Everything from the line with "of the gray" to the last line of the material below is what to reproduce, exactly and with no other lines.

*** Block opens ***

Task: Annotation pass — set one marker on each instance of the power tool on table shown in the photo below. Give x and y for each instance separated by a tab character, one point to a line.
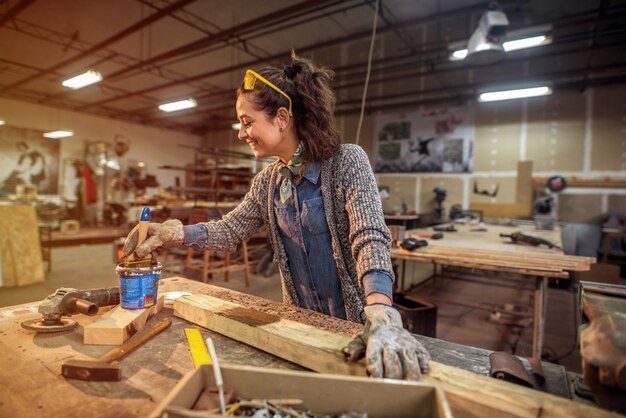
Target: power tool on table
525	237
68	301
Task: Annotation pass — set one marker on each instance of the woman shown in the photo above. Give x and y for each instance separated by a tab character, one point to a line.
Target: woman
320	205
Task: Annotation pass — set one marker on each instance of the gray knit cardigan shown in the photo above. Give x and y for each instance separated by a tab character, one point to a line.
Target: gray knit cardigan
360	238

*** Block closes ***

** Answer box **
Task: Annotation pass — set one marker on each instance of the gray knit cardigan shown in the photo above. Give x and y for each instance separated by a tab character, one point to a line.
Target: gray knit cardigan
360	238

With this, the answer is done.